SUPPLIED MATERIAL –

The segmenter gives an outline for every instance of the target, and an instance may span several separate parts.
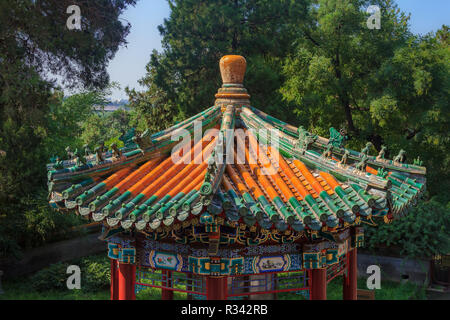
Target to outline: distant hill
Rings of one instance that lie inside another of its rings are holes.
[[[128,100],[127,99],[111,101],[110,103],[108,103],[104,107],[102,107],[102,106],[94,106],[94,111],[95,112],[114,112],[114,111],[119,110],[119,109],[122,109],[122,110],[125,110],[125,111],[130,111],[130,108],[128,107]]]
[[[124,106],[128,104],[128,99],[121,99],[121,100],[115,100],[115,101],[111,101],[108,105],[113,105],[113,106]]]

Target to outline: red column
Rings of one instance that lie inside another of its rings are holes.
[[[111,300],[119,299],[119,270],[117,260],[111,259]]]
[[[358,280],[358,264],[356,248],[347,253],[347,273],[344,275],[343,297],[344,300],[356,300],[356,288]]]
[[[136,266],[119,263],[119,300],[135,300]]]
[[[161,270],[163,276],[163,284],[166,287],[172,288],[172,271]],[[161,289],[162,300],[173,300],[173,291],[167,289]]]
[[[206,277],[206,299],[227,300],[228,277]]]
[[[136,265],[130,265],[130,285],[128,286],[128,300],[136,300]]]
[[[311,300],[327,300],[327,269],[312,269]]]

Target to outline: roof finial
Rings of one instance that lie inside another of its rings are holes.
[[[220,74],[224,84],[243,84],[247,61],[243,56],[223,56],[219,62]]]
[[[244,82],[247,61],[243,56],[223,56],[219,62],[223,85],[216,94],[216,105],[225,110],[227,105],[234,105],[239,112],[241,106],[250,105],[250,95],[242,85]]]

EXERCISE AIM –
For each line above that contains the word "outline", give the line as it is written.

OUTPUT –
The segmenter gives an outline for every instance of the target, and an instance may span several separate parts.
Target to outline: distant hill
Target to outline: red column
Target to outline: roof finial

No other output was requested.